■ **Text shown**
Rich Dad Education’s fundamental mission is to help Rich Dad students achieve their financial objectives. Rich Dad Education’s elite trainings, such as their Tax Liens and Deeds class, offer Rich Dad students the ability to learn a tremendous amount of material in a short amount of time. This is the fifth article in a series of articles on the topic of tax liens and deeds and while it is impossible to replicate the unique and dynamic setting that a Rich Dad Education class offers, it is the goal of this series to provide you information that you can put into practice in your quest to escape the Rat Race.

■ **Exercises to complete**
**a.** Can you update the Rich Dad Education passage starting with "Rich Dad Education’s fundamental" and going on through "the Rat Race.", with "nine-to-five grind" in place of "Rat Race"?
**b.** What comes next in the Rich Dad Education passage on the tax liens and deeds series? Continue it after its last sentence.

Coordinate annotation items
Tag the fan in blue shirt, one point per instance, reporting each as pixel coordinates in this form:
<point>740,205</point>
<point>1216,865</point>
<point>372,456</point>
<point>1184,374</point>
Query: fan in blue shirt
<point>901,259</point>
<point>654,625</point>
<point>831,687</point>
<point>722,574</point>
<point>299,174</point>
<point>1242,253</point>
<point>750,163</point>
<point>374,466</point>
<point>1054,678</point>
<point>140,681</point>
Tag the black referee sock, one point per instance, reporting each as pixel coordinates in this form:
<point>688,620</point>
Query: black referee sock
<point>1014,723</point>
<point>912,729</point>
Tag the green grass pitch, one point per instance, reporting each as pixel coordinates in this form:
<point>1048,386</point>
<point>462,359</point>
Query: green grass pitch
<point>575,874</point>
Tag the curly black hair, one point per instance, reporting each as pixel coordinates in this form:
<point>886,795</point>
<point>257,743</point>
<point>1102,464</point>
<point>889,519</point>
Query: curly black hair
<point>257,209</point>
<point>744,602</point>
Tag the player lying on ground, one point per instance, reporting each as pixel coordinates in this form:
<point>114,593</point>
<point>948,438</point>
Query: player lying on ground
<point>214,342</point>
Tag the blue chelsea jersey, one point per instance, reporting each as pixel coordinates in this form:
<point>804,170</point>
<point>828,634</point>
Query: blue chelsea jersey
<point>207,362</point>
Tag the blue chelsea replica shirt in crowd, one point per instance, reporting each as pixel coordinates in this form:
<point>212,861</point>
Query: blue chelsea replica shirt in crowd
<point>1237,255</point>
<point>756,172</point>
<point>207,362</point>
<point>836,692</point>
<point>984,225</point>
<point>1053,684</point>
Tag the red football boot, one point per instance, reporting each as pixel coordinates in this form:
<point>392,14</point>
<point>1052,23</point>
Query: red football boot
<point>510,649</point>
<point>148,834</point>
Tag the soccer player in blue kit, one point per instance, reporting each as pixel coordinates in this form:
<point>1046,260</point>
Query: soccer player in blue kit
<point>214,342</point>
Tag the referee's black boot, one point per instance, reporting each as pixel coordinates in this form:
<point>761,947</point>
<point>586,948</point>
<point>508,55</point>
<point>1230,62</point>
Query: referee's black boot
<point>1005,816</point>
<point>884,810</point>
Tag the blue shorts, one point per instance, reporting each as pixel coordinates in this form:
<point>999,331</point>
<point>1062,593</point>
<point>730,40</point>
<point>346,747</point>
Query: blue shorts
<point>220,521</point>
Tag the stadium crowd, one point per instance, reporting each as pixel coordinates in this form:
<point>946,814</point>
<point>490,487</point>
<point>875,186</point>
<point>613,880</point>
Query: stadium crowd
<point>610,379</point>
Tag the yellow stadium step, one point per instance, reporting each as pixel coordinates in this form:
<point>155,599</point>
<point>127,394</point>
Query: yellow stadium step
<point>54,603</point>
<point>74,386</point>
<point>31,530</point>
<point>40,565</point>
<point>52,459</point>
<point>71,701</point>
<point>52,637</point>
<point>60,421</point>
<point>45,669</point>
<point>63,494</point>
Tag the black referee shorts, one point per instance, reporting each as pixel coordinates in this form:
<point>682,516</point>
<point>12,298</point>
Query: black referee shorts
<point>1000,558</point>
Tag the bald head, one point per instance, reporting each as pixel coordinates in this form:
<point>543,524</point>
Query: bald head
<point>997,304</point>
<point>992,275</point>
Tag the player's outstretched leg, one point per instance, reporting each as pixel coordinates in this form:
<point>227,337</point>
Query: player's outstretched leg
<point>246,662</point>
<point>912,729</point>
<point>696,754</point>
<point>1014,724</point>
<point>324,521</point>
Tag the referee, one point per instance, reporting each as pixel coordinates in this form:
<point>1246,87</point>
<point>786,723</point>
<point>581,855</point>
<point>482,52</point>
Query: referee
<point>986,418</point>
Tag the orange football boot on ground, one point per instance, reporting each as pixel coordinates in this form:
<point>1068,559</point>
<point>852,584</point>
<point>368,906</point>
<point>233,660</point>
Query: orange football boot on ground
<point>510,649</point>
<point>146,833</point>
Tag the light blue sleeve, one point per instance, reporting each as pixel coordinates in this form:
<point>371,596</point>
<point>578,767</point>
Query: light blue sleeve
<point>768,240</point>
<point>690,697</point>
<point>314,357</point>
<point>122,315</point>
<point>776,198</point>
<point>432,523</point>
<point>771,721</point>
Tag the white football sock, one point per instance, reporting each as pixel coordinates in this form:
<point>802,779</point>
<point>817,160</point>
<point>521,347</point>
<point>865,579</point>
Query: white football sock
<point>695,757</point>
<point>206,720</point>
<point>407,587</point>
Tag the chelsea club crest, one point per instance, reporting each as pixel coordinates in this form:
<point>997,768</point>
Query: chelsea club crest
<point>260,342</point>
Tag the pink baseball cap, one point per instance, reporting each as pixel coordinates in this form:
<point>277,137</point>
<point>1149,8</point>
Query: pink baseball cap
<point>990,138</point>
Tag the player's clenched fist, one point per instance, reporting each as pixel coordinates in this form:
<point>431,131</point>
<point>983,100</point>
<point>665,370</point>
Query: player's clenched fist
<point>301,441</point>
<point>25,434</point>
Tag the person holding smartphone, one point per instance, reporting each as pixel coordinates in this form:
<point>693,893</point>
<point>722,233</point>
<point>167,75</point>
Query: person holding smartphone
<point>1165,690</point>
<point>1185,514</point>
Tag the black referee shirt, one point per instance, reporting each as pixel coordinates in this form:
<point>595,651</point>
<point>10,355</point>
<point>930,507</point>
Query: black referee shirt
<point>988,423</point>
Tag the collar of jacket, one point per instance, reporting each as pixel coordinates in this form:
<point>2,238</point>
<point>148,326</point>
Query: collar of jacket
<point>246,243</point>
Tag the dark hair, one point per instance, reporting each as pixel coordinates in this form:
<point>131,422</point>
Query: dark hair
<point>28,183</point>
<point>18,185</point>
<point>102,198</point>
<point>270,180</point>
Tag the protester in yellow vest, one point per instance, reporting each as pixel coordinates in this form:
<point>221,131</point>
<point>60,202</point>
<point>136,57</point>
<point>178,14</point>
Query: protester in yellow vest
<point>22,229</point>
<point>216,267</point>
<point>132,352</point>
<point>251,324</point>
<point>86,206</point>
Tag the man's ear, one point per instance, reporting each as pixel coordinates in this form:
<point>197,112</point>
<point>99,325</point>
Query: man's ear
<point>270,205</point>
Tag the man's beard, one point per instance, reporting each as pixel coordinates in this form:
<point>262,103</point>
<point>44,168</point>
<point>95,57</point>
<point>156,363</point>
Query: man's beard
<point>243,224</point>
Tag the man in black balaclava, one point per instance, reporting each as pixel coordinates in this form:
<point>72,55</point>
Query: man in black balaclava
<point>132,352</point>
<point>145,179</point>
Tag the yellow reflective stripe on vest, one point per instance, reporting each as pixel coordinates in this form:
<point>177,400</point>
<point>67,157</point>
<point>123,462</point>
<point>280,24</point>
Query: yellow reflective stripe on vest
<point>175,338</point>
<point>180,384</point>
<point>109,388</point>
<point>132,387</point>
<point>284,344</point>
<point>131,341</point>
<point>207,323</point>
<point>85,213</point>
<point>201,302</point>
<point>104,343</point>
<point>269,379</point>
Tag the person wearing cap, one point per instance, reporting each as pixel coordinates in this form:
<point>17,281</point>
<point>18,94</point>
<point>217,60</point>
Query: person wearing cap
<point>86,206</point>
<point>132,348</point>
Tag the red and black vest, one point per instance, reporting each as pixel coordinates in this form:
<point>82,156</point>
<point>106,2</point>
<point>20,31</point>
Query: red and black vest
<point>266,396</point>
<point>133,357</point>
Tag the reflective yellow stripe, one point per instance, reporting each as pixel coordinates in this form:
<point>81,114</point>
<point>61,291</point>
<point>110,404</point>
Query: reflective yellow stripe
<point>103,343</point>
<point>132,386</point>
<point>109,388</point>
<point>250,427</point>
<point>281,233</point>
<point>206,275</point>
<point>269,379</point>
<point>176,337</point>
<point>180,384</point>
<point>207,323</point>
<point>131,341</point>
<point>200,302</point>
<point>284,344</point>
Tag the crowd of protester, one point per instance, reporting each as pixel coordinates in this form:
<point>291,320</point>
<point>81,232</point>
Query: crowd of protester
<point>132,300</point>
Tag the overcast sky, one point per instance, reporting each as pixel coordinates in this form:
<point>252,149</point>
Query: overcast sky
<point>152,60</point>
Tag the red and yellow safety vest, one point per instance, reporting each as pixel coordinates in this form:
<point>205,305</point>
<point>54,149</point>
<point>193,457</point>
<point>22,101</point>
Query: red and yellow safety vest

■ **Outputs for the tasks**
**a.**
Rich Dad Education’s fundamental mission is to help Rich Dad students achieve their financial objectives. Rich Dad Education’s elite trainings, such as their Tax Liens and Deeds class, offer Rich Dad students the ability to learn a tremendous amount of material in a short amount of time. This is the fifth article in a series of articles on the topic of tax liens and deeds and while it is impossible to replicate the unique and dynamic setting that a Rich Dad Education class offers, it is the goal of this series to provide you information that you can put into practice in your quest to escape the nine-to-five grind.

**b.**
In past articles in this Rich Dad Education series we have discussed:
- Favorable outcomes of tax liens and deeds
- How tax liens and deeds work
- Differences between tax liens and deeds
- The auction process
- Different auction formats
Auction process will vary from state to state, including whether a particular state offers tax liens, deeds, or both. One of your first tasks as a tax liens and deeds investor is to learn the rules, procedures, and offerings for the state and county that you are looking to invest in. With online auctions appearing in more locales each year, it is becoming increasingly easier to find tax liens that meet your investing criteria.
Here are some pros and cons of the different aspects that may vary in the state you invest in:
Redemption Periods and Tax Liens States
The redemption period is the amount of time that the property owner has to pay back the lien (plus any interest or penalties). The redemption period can be less than a year and up to four years depending on the state. For states with longer redemption periods, the biggest con is that you can tie up your money for a lengthy amount of time. In these states many investors may set the minimum return they require higher to compensate for the lack of access to their investment capital.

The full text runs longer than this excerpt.